# Exercise
The data below should be copied over with complete accuracy.

# Task data
----

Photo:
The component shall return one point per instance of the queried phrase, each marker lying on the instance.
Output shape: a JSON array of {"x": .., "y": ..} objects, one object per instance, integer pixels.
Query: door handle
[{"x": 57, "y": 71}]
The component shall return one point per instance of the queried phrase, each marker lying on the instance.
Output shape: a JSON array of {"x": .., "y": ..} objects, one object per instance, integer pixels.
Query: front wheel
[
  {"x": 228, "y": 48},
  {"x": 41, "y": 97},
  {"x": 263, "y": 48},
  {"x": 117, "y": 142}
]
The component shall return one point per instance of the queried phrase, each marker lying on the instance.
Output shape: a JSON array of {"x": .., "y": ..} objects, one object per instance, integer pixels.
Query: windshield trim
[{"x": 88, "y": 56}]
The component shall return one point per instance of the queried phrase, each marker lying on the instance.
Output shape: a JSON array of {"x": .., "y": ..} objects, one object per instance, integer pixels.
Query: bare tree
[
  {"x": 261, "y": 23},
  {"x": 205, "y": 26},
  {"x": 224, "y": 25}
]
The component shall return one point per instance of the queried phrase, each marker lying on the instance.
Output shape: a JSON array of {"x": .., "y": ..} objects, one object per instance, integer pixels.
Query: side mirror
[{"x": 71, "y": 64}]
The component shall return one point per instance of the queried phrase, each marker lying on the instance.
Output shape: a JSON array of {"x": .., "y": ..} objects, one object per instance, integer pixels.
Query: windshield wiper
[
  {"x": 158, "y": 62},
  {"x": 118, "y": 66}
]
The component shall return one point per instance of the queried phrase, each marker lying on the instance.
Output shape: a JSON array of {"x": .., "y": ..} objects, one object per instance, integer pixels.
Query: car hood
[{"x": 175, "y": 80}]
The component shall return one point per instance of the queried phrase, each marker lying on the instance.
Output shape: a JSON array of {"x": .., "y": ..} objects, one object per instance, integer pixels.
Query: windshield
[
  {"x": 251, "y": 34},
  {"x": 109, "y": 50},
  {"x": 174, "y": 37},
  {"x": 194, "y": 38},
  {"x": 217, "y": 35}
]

----

# Task answer
Photo:
The component shall return one point per instance of the queried phrase, each marker lying on the instance.
Output shape: a JSON array of {"x": .., "y": ..} objects, one object per instance, integer pixels.
Query: door handle
[{"x": 57, "y": 71}]
The component shall return one point per instance of the queried phrase, each marker lying on the instance.
Output shape: a JSON array of {"x": .., "y": ..} objects, one object per instance, integer pixels.
Query: front wheel
[
  {"x": 228, "y": 48},
  {"x": 41, "y": 97},
  {"x": 263, "y": 48},
  {"x": 117, "y": 142}
]
The component shall return one point per instance of the queried phrase, each marker lying on the instance.
Output shape: a JSON array of {"x": .., "y": ..} objects, one object per instance, integer pixels.
Query: windshield trim
[{"x": 88, "y": 56}]
The component shall return one point per instance of the queried phrase, each marker lying on the instance.
Output shape: a JSON array of {"x": .., "y": ..} objects, one object per instance, integer pixels.
Query: bare tree
[
  {"x": 261, "y": 23},
  {"x": 205, "y": 26},
  {"x": 224, "y": 25}
]
The component shall return one point per instance of the queried phrase, each marker lying on the instance.
Output shape: a JSON array of {"x": .., "y": ..} objects, one object per instance, integer pixels.
Query: side mirror
[{"x": 71, "y": 64}]
The component shall return one point per instance of the queried phrase, each marker lying on the instance.
Output shape: a JSON array of {"x": .., "y": ..} objects, one object per instance, integer pixels.
Query: windshield wiper
[
  {"x": 158, "y": 62},
  {"x": 118, "y": 66}
]
The component shall return one point per instance of the queried phrase, each marker lying on the instance.
Output shape: a JSON array of {"x": .., "y": ..} objects, one object per instance, integer pixels.
Query: car hood
[{"x": 175, "y": 80}]
The component shall return one point per instance of the queried phrase, each marker lying on the instance.
Output shape: a JSON array of {"x": .., "y": ..} objects, one object per instance, integer pixels.
Query: windshield
[
  {"x": 251, "y": 34},
  {"x": 109, "y": 50},
  {"x": 174, "y": 37},
  {"x": 194, "y": 38},
  {"x": 217, "y": 35}
]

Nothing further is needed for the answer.